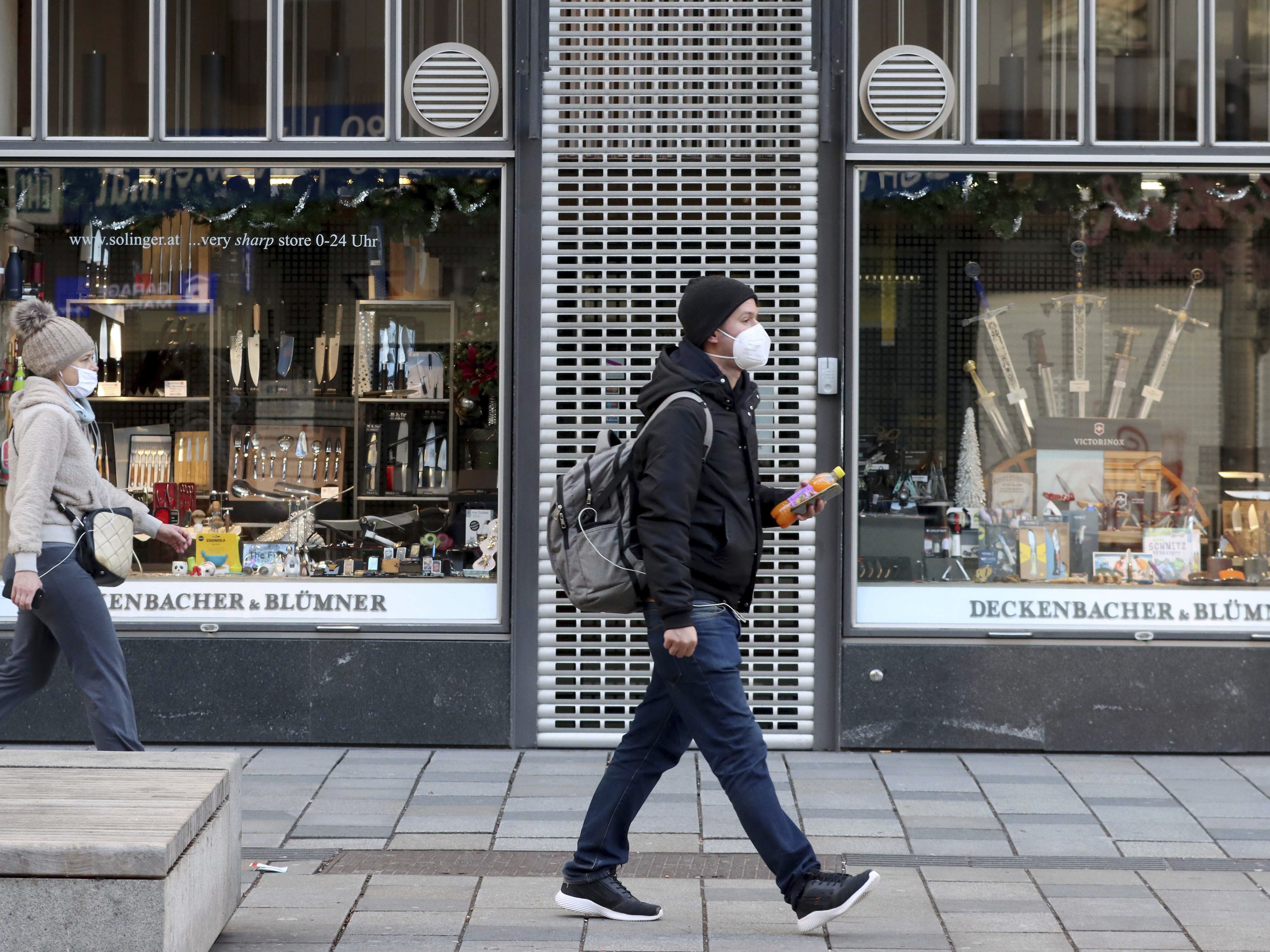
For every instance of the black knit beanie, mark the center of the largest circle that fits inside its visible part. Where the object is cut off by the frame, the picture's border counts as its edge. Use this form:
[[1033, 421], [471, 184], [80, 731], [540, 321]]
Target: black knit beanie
[[708, 303]]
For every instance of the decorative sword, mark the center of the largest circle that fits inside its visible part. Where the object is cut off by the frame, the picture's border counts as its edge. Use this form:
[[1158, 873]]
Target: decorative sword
[[1122, 371], [989, 402], [1151, 393], [1080, 303], [1047, 372], [1016, 395]]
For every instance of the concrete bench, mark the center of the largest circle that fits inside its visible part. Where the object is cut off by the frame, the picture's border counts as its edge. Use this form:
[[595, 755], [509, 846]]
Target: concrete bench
[[117, 852]]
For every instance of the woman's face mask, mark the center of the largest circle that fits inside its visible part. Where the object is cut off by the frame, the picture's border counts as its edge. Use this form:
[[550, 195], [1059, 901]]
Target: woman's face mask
[[86, 386], [751, 348]]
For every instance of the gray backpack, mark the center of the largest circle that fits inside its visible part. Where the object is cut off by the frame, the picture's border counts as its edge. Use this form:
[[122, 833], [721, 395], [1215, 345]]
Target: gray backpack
[[591, 526]]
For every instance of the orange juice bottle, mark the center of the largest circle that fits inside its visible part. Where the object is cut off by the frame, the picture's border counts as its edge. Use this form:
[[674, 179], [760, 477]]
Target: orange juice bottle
[[824, 486]]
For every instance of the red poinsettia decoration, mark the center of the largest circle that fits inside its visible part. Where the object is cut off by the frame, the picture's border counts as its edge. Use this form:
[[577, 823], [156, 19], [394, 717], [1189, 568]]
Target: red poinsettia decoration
[[479, 370]]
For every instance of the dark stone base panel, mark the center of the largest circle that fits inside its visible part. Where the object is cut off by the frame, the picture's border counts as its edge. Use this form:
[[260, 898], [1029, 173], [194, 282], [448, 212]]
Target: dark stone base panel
[[736, 866], [1100, 697], [293, 691]]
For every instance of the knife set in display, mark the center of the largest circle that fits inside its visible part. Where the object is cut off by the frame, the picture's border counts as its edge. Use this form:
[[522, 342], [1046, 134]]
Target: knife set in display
[[397, 466], [285, 462], [149, 462]]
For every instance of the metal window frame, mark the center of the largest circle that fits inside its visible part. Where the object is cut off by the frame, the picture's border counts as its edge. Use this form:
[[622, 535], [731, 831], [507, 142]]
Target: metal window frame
[[1083, 29], [506, 65], [42, 46], [36, 8], [281, 86], [959, 110], [271, 75]]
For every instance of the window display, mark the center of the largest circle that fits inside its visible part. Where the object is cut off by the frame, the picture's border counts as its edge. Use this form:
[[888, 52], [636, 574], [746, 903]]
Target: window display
[[16, 44], [1147, 72], [98, 68], [218, 68], [1028, 59], [1243, 65], [1064, 389], [333, 68], [303, 365]]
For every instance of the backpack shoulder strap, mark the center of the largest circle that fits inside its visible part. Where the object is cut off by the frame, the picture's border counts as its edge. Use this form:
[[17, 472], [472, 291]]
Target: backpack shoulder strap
[[684, 395]]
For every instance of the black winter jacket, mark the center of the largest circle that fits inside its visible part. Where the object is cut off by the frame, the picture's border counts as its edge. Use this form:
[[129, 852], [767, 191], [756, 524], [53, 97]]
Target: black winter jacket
[[700, 521]]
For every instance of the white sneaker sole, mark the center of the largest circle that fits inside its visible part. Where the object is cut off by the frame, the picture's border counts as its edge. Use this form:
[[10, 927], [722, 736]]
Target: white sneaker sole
[[814, 921], [587, 908]]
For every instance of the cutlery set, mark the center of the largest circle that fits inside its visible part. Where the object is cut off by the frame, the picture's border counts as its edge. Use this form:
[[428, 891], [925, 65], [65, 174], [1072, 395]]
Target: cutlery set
[[257, 351], [276, 462], [402, 475]]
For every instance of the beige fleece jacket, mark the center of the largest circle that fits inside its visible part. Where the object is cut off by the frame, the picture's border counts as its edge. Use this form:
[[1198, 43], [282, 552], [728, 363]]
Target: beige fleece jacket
[[50, 454]]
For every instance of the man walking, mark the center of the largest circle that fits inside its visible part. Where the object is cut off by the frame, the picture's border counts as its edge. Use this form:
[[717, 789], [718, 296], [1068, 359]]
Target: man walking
[[700, 526]]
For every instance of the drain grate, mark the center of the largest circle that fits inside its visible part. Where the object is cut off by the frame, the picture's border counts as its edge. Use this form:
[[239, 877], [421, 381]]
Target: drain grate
[[736, 866]]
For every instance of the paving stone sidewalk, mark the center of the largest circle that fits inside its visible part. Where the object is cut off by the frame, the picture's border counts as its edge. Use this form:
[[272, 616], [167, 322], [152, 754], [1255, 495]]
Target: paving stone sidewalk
[[978, 852]]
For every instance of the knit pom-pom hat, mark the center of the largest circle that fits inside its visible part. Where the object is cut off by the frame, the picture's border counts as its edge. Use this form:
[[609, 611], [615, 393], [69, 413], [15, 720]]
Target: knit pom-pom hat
[[49, 343]]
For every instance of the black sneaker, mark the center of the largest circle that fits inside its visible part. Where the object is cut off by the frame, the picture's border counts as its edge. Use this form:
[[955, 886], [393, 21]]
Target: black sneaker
[[606, 898], [829, 895]]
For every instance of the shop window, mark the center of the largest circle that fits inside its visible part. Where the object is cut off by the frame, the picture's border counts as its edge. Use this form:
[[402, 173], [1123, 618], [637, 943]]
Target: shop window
[[453, 58], [303, 364], [334, 68], [910, 68], [16, 41], [1064, 402], [218, 67], [100, 68], [1243, 65], [1147, 70], [1029, 56]]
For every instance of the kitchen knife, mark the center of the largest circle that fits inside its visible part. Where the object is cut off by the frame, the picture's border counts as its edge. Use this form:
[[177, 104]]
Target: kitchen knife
[[321, 351], [237, 347], [384, 361], [286, 351], [253, 347], [402, 457], [333, 347], [103, 348], [392, 367], [401, 375], [430, 455], [373, 465]]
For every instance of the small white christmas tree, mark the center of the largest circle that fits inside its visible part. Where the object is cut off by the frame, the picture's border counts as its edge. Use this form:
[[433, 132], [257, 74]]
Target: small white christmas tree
[[970, 469]]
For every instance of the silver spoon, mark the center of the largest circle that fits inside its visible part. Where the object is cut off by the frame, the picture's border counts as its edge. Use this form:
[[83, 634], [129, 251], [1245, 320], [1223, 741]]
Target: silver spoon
[[302, 452]]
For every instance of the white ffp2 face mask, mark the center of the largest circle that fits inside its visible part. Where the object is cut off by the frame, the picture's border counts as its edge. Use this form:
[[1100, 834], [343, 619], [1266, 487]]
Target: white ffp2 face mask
[[86, 386], [751, 348]]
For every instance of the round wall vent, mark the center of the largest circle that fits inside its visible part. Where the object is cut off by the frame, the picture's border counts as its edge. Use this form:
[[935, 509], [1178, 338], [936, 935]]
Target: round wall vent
[[907, 92], [451, 89]]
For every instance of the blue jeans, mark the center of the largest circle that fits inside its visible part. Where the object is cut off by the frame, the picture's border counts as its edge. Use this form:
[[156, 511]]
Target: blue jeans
[[691, 699]]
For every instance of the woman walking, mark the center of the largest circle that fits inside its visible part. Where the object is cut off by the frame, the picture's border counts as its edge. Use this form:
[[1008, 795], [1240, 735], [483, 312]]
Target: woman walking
[[53, 461]]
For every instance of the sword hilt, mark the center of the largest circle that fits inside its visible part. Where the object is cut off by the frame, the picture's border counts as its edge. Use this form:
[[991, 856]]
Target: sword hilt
[[972, 369]]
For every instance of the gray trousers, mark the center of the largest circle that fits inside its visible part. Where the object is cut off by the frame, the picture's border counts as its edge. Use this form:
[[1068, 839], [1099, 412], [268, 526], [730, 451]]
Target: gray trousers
[[72, 620]]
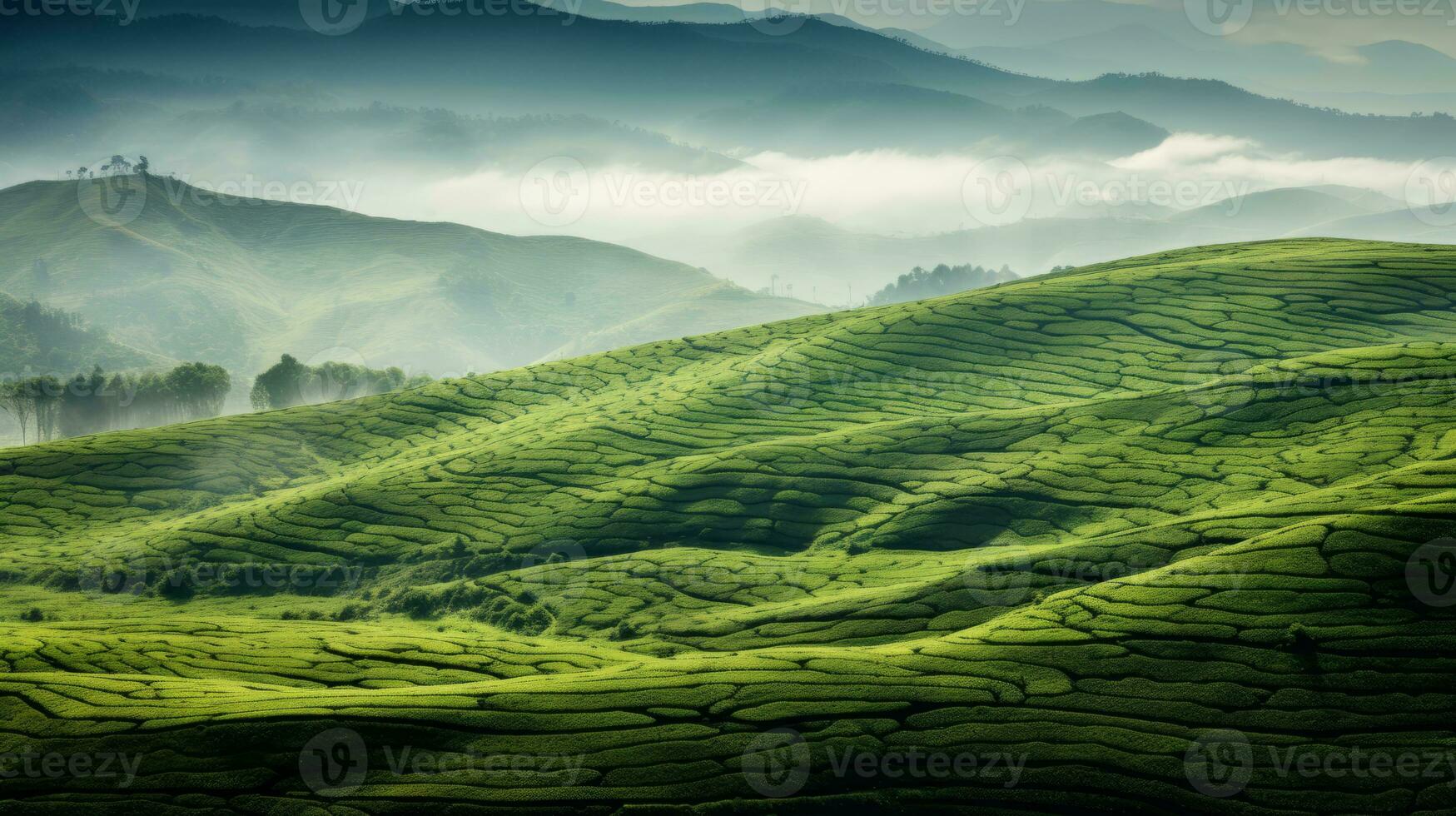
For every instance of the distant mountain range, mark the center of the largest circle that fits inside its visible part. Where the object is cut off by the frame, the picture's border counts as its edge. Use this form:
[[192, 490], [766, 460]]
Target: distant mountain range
[[845, 266], [237, 281], [664, 76]]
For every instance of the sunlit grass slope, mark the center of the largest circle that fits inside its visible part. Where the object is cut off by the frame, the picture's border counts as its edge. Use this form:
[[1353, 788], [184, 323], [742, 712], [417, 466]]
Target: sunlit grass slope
[[1086, 519]]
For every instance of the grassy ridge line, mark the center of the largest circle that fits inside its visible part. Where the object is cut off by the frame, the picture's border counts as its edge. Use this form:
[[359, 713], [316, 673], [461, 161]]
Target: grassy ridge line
[[1078, 664], [1190, 547]]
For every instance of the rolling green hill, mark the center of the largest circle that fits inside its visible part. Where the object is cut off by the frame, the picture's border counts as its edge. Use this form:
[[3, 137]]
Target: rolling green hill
[[239, 281], [1092, 525], [50, 341]]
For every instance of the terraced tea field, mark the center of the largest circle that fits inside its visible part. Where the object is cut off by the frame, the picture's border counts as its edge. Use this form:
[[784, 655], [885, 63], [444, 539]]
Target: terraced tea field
[[1145, 536]]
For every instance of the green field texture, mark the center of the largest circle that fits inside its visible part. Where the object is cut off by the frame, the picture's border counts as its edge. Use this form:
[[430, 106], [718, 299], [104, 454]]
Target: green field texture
[[194, 274], [1086, 519]]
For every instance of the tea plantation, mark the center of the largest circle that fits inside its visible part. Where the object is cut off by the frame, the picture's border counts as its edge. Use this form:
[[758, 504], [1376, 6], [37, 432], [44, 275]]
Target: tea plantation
[[1155, 535]]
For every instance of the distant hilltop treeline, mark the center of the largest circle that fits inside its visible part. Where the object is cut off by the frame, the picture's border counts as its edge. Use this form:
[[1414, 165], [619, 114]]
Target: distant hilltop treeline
[[48, 407]]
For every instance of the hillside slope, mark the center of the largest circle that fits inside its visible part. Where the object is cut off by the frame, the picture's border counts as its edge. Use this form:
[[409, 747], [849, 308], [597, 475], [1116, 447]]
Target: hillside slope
[[48, 341], [188, 273], [1088, 520]]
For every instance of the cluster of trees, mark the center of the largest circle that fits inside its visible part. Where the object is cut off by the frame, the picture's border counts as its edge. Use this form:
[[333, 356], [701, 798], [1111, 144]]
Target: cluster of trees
[[921, 283], [290, 382], [99, 402], [117, 167]]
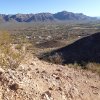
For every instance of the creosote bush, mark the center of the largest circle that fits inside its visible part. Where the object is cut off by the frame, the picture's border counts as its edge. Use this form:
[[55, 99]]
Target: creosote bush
[[9, 58]]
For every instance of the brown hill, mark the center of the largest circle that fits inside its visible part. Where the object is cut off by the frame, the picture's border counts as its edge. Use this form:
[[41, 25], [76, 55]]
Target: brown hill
[[82, 51]]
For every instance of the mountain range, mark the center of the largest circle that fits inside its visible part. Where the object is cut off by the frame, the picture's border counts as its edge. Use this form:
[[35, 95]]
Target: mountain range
[[45, 17]]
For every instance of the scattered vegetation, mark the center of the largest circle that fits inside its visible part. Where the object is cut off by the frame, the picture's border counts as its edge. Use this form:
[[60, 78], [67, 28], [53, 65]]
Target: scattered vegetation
[[10, 57]]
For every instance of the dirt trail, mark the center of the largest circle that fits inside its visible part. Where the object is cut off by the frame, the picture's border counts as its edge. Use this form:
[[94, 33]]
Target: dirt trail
[[39, 80]]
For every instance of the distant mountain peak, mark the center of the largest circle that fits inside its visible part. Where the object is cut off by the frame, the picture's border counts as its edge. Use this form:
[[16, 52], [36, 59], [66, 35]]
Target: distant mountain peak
[[45, 17]]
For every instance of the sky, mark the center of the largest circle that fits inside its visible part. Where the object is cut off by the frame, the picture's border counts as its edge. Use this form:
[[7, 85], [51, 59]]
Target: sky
[[88, 7]]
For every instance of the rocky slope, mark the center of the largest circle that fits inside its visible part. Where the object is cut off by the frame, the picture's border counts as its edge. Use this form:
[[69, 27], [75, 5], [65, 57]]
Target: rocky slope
[[39, 80], [45, 17], [84, 50]]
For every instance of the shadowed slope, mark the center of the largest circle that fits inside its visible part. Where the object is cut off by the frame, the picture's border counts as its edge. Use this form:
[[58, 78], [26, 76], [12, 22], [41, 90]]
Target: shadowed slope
[[84, 50]]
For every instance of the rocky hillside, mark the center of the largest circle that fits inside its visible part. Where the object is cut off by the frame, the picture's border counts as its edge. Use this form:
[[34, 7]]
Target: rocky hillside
[[39, 80], [45, 17], [82, 51]]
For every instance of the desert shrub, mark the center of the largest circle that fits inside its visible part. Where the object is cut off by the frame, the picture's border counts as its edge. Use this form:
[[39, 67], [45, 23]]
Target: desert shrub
[[57, 59], [9, 58]]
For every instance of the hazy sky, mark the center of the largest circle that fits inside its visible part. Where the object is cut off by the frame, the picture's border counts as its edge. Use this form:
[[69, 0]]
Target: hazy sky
[[88, 7]]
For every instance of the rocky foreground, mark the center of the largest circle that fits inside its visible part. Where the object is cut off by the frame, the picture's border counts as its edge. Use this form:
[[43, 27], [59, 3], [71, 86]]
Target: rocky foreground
[[39, 80]]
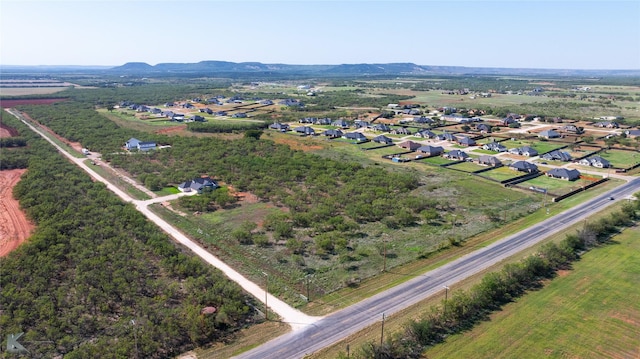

------------------------------------------------------------------------

GIVEN REQUEST
List each line of the listing above that contains the string "hilltop". Case counts.

TASK SOLUTION
For every instance of the distant hilltop treeline, mark the center of the largest circle that fits inside its visible part. Where the object is cut off by the frame, the picture's border counts as its edge. Use this form:
Target: distant hilltop treeline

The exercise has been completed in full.